*** Material for the task
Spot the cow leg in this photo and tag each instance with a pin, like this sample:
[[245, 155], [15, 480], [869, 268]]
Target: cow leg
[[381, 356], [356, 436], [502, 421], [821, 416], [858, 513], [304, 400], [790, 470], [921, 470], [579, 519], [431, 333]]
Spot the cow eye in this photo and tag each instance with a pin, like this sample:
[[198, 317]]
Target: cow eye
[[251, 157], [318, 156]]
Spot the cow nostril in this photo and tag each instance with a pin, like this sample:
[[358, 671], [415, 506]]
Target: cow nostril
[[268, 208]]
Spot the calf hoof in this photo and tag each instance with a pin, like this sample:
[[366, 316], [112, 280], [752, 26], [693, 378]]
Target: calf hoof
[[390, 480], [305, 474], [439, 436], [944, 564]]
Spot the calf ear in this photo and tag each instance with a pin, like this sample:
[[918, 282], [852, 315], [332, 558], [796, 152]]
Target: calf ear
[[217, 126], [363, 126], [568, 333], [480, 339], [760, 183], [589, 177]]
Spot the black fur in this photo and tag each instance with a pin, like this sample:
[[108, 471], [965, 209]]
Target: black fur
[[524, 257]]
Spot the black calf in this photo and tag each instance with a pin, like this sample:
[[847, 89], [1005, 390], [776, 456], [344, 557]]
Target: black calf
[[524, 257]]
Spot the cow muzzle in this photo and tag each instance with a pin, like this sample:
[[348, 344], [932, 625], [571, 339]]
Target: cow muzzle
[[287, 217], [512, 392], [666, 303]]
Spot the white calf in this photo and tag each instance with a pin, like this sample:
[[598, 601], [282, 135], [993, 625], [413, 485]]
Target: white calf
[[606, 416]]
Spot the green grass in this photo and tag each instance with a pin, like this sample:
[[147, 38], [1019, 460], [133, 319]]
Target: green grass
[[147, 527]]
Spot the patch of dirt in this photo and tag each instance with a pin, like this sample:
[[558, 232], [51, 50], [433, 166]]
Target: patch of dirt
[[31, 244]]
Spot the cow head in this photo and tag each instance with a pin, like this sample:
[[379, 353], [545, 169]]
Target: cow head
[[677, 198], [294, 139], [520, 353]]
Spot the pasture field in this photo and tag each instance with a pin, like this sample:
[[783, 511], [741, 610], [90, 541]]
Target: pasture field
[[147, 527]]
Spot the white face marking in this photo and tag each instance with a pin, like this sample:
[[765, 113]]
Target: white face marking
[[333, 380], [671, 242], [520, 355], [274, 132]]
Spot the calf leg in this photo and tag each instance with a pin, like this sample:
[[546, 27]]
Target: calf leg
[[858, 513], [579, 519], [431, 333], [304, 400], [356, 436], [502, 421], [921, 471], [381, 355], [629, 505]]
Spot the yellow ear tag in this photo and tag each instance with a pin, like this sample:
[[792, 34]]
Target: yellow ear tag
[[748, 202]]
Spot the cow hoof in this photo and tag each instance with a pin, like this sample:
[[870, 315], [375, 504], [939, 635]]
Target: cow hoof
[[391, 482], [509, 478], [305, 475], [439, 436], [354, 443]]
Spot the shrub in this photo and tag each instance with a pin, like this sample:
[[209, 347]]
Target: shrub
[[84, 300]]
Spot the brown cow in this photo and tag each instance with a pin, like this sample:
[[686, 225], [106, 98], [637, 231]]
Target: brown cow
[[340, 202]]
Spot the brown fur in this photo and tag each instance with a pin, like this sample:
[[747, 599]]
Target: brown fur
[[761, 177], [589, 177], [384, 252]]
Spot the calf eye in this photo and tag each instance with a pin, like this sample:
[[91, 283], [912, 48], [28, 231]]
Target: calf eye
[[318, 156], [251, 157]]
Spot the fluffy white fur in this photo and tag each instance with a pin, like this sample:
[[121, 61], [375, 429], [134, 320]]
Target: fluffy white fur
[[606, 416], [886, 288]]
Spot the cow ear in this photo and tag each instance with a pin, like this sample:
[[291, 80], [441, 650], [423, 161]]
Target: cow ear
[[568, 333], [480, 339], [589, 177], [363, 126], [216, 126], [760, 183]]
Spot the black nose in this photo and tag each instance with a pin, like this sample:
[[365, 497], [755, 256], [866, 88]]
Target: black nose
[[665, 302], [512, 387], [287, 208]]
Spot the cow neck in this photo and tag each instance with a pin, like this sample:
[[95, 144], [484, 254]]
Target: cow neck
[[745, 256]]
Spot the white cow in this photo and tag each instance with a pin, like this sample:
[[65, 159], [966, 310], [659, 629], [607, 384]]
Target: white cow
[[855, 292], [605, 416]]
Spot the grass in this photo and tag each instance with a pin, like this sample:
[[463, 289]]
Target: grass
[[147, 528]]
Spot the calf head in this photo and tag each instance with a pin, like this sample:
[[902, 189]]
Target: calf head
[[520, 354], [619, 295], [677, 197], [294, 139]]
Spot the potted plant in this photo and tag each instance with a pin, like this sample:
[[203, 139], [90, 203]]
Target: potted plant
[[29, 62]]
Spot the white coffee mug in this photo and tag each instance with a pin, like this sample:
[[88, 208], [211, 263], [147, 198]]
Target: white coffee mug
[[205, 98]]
******
The line with "Target: grass" and all the lines after it in the records above are to be output exactly, with nothing added.

Target: grass
[[147, 528]]
Spot the calf head in this photo and tag each instance with a pin, like this sample:
[[902, 189]]
Target: calf head
[[520, 354], [619, 295], [677, 197], [294, 139]]
Spot the potted plant in this photo and tag each instance with a pin, like this sample:
[[203, 139], [90, 203]]
Target: potted plant
[[29, 62]]
Spot the white coffee mug in this photo and tag each instance with a pin, like this sample:
[[88, 208], [211, 263], [147, 198]]
Target: white coffee mug
[[205, 98]]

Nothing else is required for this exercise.